:: 掲載本文 ::
税務訴訟は失敗事例

 税務訴訟になった案件は、要するに、民事処理の失敗事例であり、税務処理の失敗事例だというのが私の持論なのですが、そのことを最近3ヶ月の判決を参考に検討してみることにします。ただ、全ては、判決摘示の内容から推察した私の想像ですので、あるいは間違った指摘になっているかもしれません。

 平成16年12月24日最高裁判決(日本興行銀行事件)

 日本興行銀行が計上した3760億円の貸倒損失が否認された事案です。興銀は、決算(3月31日)に先だって、日住専との間で債権放棄約定書を取り交し、同社の解散登記が同年12月末日までに行われないことを解除条件として、債権を放棄する旨を合意しました。そして、債権の全額を貸倒処理しましたが、これが否認されてしまった事案です。興銀は、東京地裁で勝訴し、高裁で逆転敗訴、そして最高裁で再逆転勝訴しました。

 ミスの所在 …… 当時は、債権償却特別勘定という制度があり、認定による回収不能額の損金計上が認められていました。仮に、興銀が、貸倒損失を計上するのではなく、債権償却特別勘定を計上していれば、損金計上について、否認されることも、訴訟が必要になることもなかったはずです。そして、仮に問題が生じたとしても、債権償却特別勘定の一部否認としての処理で解決されていたはずです。

 しかし、債権償却特別勘定を計上するためには、決算日までに税務署長に認定の申し出をしておかなければなりません。なぜ、興銀が認定による債権償却特別勘定の計上を選択せず、貸倒処理を選択したのか。もしかすると、決算日までに行っておくべき認定申請について、税務署長への申請を失念するというミスが隠されているのかもしれません。

 平成16年12月16日最高裁判決(帳簿の不提示についての消費税判決)

 税務調査の段階で、税務職員に対し帳簿を提示しなかったため、記帳と請求書等の保存を要件とする仕入税額控除が否定されてしまった事案です。最高裁は、調査段階での帳簿の不提示は、「帳簿への記帳と請求書等の保存」がない場合に該当すると判断し、納税者の上告を棄却しました。

 ミスの所在 …… 納税者が記帳を怠っていたのなら、それ自体がミスですし、記帳していたのに税務職員に帳簿を示さなかったのなら、それもミスです。課税庁からの度々の調査の要請に対し、それを拒否し続けるとの対応は、消費税については暴挙としか言いようがありません。なぜ、このような訴訟に至る結果を生じさせてしまったのか。まさに理解に苦しむ納税者のミスです。

 平成16年11月24日東京地裁判決(米国大使館に勤務する職員の過少申告事案)
:::
:: 抜粋した行 ::
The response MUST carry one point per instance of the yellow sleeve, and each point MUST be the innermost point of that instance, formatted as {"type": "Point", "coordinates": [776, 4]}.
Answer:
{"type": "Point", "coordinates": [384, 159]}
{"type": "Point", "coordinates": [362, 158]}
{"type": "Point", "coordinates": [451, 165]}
:::
次の(a)〜(c)の記述が本文と一致するかを「はい」か「いいえ」で答え、判断の決め手となる本文の語句をそのまま引用してください。(a) 日本興行銀行は東京地裁で敗訴した。(b) 債権償却特別勘定を計上するには、決算日までに税務署長へ認定の申し出をしておく必要がある。(c) 平成16年12月16日の最高裁判決では、納税者の上告が認められた。

(a) いいえ。「興銀は、東京地裁で勝訴し」
(b) はい。「債権償却特別勘定を計上するためには、決算日までに税務署長に認定の申し出をしておかなければなりません」
(c) いいえ。「納税者の上告を棄却しました」